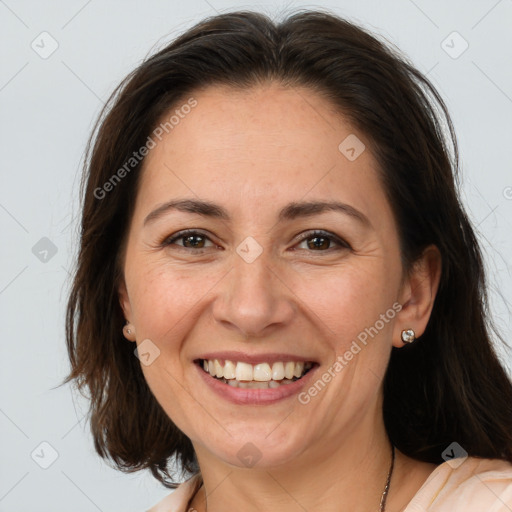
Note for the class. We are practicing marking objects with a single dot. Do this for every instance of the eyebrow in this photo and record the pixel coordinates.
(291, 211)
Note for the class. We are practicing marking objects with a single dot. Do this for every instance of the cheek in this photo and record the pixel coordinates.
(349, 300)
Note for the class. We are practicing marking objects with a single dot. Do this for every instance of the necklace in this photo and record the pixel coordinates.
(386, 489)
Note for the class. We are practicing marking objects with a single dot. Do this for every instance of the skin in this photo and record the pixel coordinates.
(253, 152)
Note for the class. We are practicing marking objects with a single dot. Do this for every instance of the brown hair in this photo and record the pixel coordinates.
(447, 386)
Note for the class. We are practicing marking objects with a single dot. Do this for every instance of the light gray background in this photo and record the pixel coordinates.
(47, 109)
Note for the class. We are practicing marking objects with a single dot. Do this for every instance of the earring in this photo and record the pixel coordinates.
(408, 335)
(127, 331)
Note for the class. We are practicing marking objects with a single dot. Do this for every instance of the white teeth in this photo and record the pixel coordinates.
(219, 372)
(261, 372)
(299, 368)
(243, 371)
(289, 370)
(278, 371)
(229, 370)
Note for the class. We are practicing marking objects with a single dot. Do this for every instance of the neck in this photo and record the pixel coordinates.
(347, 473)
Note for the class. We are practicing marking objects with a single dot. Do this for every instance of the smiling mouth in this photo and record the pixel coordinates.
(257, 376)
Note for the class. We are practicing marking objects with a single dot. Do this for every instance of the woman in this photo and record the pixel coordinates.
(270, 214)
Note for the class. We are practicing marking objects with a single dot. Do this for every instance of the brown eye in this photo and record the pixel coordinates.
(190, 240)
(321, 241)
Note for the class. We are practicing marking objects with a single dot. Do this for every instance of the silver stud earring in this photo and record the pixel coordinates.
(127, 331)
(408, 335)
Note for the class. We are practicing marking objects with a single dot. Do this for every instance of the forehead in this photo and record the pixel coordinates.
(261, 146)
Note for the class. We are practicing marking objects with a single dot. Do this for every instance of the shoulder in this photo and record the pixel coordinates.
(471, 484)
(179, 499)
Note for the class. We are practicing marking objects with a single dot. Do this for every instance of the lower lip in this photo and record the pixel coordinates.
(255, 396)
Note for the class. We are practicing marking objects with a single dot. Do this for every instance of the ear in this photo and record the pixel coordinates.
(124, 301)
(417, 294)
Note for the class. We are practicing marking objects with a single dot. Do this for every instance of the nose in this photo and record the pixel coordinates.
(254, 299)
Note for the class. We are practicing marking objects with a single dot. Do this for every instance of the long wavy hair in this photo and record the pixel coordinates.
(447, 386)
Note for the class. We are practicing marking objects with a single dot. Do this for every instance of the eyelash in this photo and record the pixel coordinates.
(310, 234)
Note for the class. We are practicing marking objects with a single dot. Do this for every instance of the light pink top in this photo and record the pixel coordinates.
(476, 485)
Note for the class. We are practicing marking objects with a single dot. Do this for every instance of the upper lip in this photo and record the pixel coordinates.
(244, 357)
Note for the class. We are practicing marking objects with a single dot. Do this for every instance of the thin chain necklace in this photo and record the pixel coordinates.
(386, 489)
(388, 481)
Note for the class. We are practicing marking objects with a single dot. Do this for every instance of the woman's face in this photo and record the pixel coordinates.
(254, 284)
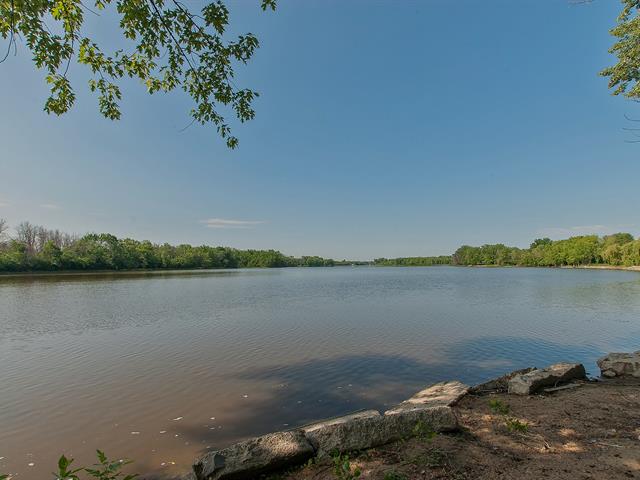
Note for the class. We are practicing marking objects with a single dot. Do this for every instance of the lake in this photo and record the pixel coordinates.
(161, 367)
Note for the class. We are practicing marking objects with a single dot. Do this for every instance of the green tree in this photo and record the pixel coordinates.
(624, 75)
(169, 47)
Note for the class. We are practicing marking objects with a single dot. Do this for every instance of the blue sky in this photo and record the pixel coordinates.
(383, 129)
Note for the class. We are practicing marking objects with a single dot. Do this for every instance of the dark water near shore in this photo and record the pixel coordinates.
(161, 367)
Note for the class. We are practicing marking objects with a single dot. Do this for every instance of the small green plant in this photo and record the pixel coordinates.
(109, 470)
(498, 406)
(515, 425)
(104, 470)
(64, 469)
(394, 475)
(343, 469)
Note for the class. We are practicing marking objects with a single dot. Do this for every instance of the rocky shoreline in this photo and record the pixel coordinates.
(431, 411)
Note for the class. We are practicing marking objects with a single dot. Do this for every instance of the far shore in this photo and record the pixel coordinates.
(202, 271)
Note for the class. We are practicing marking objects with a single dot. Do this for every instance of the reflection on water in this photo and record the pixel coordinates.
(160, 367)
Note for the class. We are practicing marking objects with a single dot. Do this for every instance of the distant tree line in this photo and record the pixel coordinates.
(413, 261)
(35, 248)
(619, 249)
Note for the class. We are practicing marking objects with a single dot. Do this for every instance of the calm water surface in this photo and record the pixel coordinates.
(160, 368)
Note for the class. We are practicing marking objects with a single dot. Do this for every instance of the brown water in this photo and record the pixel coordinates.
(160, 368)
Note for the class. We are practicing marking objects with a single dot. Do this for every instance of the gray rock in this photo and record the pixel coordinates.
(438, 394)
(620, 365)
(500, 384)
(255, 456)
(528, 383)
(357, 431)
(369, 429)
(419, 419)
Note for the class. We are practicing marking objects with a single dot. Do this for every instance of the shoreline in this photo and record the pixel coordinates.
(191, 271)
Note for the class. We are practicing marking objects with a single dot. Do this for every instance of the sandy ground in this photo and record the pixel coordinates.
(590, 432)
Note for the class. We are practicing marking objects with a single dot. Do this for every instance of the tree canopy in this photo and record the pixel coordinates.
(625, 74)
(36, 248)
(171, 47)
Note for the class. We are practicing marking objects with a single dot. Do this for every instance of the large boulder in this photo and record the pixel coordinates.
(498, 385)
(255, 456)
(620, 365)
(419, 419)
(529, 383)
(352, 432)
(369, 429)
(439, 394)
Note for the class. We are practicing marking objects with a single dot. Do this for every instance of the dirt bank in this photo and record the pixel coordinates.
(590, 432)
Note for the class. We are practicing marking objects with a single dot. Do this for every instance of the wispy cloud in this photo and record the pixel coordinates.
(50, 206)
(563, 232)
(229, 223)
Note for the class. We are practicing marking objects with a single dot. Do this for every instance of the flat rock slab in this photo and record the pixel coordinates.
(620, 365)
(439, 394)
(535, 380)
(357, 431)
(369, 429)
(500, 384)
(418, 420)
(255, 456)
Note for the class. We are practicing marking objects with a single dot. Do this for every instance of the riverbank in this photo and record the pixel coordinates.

Work instructions> Each record should be printed again precisely, though not its pictures.

Reply>
Note for the class. We are practicing marking objects with a single dot. Do this for every instance of the eyebrow in this photo and record the pixel coordinates.
(291, 211)
Note for the class. We are practicing marking objects with a single dot. Do this for every instance of the cheek in this photo and record the pixel coordinates.
(349, 300)
Note for the class. We are practicing marking objects with a single dot. Do this for every instance of the necklace in this photo and record the pixel coordinates.
(386, 489)
Note for the class. We are practicing marking objects with a single dot. Do this for every instance of the skin in this photo and record the pixel coordinates.
(253, 152)
Note for the class. We are practicing marking objects with a single dot. Do this for every instance of the brown hair in this photo and record the pixel coordinates.
(447, 386)
Note for the class. We are practicing marking objects with a single dot. Do this for every instance of the light gray background in this photo and record the pixel coordinates.
(47, 109)
Note for the class. We are practicing marking objects with a single dot. Do this for every instance of the earring in this photo and record the pixel coordinates.
(408, 335)
(127, 331)
Note for the class. We are practicing marking objects with a single dot. Do this for every instance of the white teeth in this photo and record the pixel coordinates.
(219, 372)
(261, 372)
(299, 368)
(243, 371)
(289, 370)
(278, 371)
(229, 370)
Note for the class. We are practicing marking objects with a single dot. Do this for every instance of the neck in this photo and record the pixel coordinates.
(347, 473)
Note for the class. We are practicing marking objects with a single dot. Do this for every instance of the smiling mouth in this photo and record the pixel coordinates.
(257, 376)
Note for the class. We are practicing marking objects with a single dot. Do this for every instance of the woman in this photo and record the pixel coordinates.
(270, 214)
Note for the class. We are practicing marking objects with a single dot. Do this for every instance of the brown eye in this photo and record the pixel coordinates.
(190, 240)
(321, 241)
Note for the class. We are practicing marking objects with a single dot. Do this for every instance of the silver stud earring in this photo and record the pixel coordinates.
(127, 331)
(408, 335)
Note for the class. We are practicing marking objects with a single dot. Do this for every instance of the forehead in this photo and record the pixel coordinates.
(261, 146)
Note for the class. We are practicing marking objects with a single dot. Do this for every instance of the shoulder in this photo and record the pixel coordinates.
(471, 484)
(179, 499)
Note for the class. We are practicing marking objects with a single dot. Do this for every instance of the lower lip in this photo and record the pixel coordinates.
(255, 396)
Note for the class. We are practicing marking objects with a single dot. Do this for every instance of the ear in this photo and record the pixel coordinates.
(124, 301)
(417, 294)
Note for the class. We are practicing marking objects with a single dot. Do this for every instance of the nose in this photo and record the pixel coordinates.
(254, 299)
Note for the class. We are practicing marking objects with a single dot. Do this for every instance of the long wavy hair in this photo and record the pixel coordinates.
(447, 386)
Note for the class. We are practicing marking objects with a single dot. Do this for every instance of the eyelash in this photo and record the pixel coordinates.
(310, 234)
Note for the class. We are practicing marking objects with a single dot. Do this for every instance of the light pink top in this photo and record the pixel coordinates.
(476, 485)
Note for the class. We are practicing marking objects with a single dot. Do this for every instance of the upper lip in this photo and record the pixel coordinates.
(244, 357)
Note for the class. We are practicing marking objects with a single dot. Do this for every instance of the thin chain necklace in this photo and record the pixel coordinates.
(386, 489)
(388, 481)
Note for the class. We are practicing marking objects with a single dot. Do this for every instance of the woman's face in this photo and record the pixel coordinates.
(254, 284)
Note for the class. We are practicing marking objects with a single dot. Do this for every instance of the lake in this photo and record the pixel coordinates.
(161, 367)
Note for the class. We are practicing marking objects with a single dot. Do this for every instance of the green tree in this photo and record the pixel coordinates.
(624, 75)
(169, 47)
Note for the class. We are practicing marking objects with a single dot. Do this for every instance of the blue sky in this photo and record the pixel coordinates.
(383, 129)
Note for the class. We are practicing marking objects with a single dot. Do this for every instance of the dark water near shore in this photo and record the pixel coordinates.
(161, 367)
Note for the class. We are practicing marking objects with a single dot. Do this for every instance of the small green plant in this photo and record the pixel coordinates.
(109, 470)
(498, 406)
(515, 425)
(104, 470)
(64, 469)
(394, 475)
(343, 469)
Note for the class. We are practicing marking objects with a single dot. Do this for every instance of the rocky shoreline in this photo and record the pixel coordinates.
(431, 411)
Note for the class. We are practicing marking objects with a single dot. Do this for every instance of the far shore in this photo and record the pixel coordinates.
(202, 271)
Note for the class. We are practicing marking objects with a single dot. Do this for every instance of the reflection on water in this photo and record the pixel coordinates.
(160, 367)
Note for the class. We are practicing marking objects with a single dot. Do this for every instance of the distant tree line in this photo and record the pixel coordinates.
(413, 261)
(35, 248)
(619, 249)
Note for the class. We are practicing marking objects with a single dot. Do this for every instance of the calm water surface in this photo and record the pixel coordinates.
(160, 368)
Note for the class. We are practicing marking objects with a single dot. Do this for every instance of the brown water in this photo and record the pixel coordinates.
(160, 368)
Note for the class. We are practicing marking objects with a single dot. Do this for every instance of the gray rock in this photo and record the pixel coordinates.
(438, 394)
(620, 365)
(500, 384)
(255, 456)
(528, 383)
(357, 431)
(369, 429)
(419, 419)
Note for the class. We are practicing marking objects with a single dot. Do this for every instance of the shoreline in this photo and record the pixel coordinates.
(191, 271)
Note for the class. We are practicing marking objects with a single dot. Do this for every instance of the sandy ground in this photo and record the pixel coordinates.
(590, 432)
Note for the class. We are practicing marking objects with a single dot. Do this for every instance of the tree canopy in this photo and record the pixel coordinates.
(625, 74)
(36, 248)
(171, 47)
Note for the class. We are practicing marking objects with a single dot. Do this for every instance of the large boulder in this photo and record the pixel coordinates.
(498, 385)
(255, 456)
(620, 365)
(419, 419)
(529, 383)
(352, 432)
(369, 429)
(439, 394)
Note for the class. We are practicing marking objects with a single dot. Do this for every instance of the dirt bank in this photo and record the pixel coordinates.
(590, 432)
Note for the class. We are practicing marking objects with a single dot. Do this for every instance of the wispy cloud in this photo and record the pixel coordinates.
(50, 206)
(563, 232)
(229, 223)
Note for the class. We are practicing marking objects with a single dot. Do this for every instance of the flat rock slab in this photo and record the pixel coordinates.
(620, 365)
(439, 394)
(535, 380)
(357, 431)
(369, 429)
(500, 384)
(418, 420)
(255, 456)
Note for the class. We are practicing marking objects with a single dot. Do this for every instance of the riverbank in this photo and record the pixel coordinates.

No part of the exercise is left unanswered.